Task brief – Set down all of the entries exactly, leaving nothing out.

(Point-per-instance localization data)
· · · ·
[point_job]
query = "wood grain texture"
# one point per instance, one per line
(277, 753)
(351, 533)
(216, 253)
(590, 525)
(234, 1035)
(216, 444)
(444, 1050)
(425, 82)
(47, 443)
· · · ·
Written solution –
[point_job]
query = "wood grain texture"
# one point per instance, one per line
(277, 753)
(351, 533)
(216, 253)
(590, 525)
(234, 1035)
(216, 444)
(444, 1050)
(425, 82)
(47, 443)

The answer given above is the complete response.